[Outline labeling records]

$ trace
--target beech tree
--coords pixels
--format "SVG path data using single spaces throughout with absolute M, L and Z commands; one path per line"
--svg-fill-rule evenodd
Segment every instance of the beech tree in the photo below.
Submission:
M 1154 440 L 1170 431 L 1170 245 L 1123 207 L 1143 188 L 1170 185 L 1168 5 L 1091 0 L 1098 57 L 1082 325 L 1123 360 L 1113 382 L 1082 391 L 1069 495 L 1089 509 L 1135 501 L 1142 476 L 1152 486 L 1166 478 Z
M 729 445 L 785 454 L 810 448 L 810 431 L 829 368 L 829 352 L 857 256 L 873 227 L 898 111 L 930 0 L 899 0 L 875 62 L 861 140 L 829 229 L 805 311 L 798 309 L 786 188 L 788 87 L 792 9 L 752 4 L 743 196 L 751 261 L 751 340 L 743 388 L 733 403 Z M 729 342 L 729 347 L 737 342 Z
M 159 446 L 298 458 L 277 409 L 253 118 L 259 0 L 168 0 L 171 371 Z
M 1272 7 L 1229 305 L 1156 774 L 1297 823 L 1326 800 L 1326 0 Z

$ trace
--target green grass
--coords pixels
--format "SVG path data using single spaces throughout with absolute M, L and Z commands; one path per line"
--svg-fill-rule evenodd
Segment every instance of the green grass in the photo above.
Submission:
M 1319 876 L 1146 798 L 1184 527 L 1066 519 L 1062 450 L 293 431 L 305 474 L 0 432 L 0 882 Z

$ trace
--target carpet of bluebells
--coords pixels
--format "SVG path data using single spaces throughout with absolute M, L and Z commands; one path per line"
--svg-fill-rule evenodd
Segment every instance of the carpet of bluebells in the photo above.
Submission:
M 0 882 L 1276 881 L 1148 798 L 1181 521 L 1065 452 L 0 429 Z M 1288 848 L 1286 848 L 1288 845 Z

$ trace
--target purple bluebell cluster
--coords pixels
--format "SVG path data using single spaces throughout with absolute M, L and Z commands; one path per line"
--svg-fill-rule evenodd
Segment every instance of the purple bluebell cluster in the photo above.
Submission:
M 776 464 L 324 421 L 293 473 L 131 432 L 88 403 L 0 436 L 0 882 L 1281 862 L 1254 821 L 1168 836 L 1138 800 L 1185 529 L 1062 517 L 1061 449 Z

### Written exercise
Print the full material above verbatim, keeping every line in its original order.

### Task result
$ trace
--target beech tree
--coords pixels
--format "SVG path data using single spaces throughout with absolute M, L and Z commands; one path per line"
--svg-fill-rule evenodd
Segment every instance of the beech tree in the photo below.
Submission:
M 1154 440 L 1170 431 L 1170 245 L 1123 207 L 1143 188 L 1170 185 L 1168 5 L 1091 0 L 1098 57 L 1082 325 L 1123 360 L 1113 382 L 1082 391 L 1069 495 L 1089 509 L 1135 501 L 1142 476 L 1152 486 L 1166 478 Z
M 729 445 L 785 454 L 810 448 L 810 431 L 829 368 L 829 352 L 857 256 L 873 227 L 898 111 L 930 0 L 899 0 L 875 62 L 861 140 L 829 229 L 805 311 L 798 309 L 786 188 L 788 87 L 792 9 L 752 4 L 743 196 L 751 261 L 751 340 L 743 388 L 733 403 Z M 729 342 L 729 347 L 737 342 Z
M 159 446 L 298 458 L 277 409 L 253 118 L 259 0 L 168 0 L 171 371 Z
M 1272 7 L 1229 305 L 1156 774 L 1297 823 L 1326 800 L 1326 0 Z

$ trace
--target green grass
--coords pixels
--format "SVG path data using single spaces throughout with absolute M, L and Z commands; one path per line"
--svg-fill-rule evenodd
Segment every instance of the green grass in the photo above.
Submission:
M 1319 876 L 1146 798 L 1184 527 L 1066 519 L 1062 450 L 293 431 L 305 474 L 0 432 L 0 882 Z

$ trace
--target carpet of bluebells
--coords pixels
--format "SVG path data using single spaces throughout with absolute M, L and Z commands; one path per line"
--svg-fill-rule evenodd
Segment every instance of the carpet of bluebells in the photo above.
Submission:
M 0 882 L 1276 881 L 1148 798 L 1181 521 L 1065 452 L 0 429 Z M 1288 848 L 1286 848 L 1288 845 Z

$ trace
--target purple bluebell cluster
--coords pixels
--format "SVG path data using single spaces throughout with absolute M, L and Z commands; one path per line"
--svg-fill-rule evenodd
Segment every instance of the purple bluebell cluster in the photo above.
Submission:
M 776 464 L 324 421 L 293 473 L 131 432 L 88 403 L 0 436 L 0 882 L 1281 862 L 1254 821 L 1168 836 L 1138 800 L 1185 529 L 1062 517 L 1061 449 Z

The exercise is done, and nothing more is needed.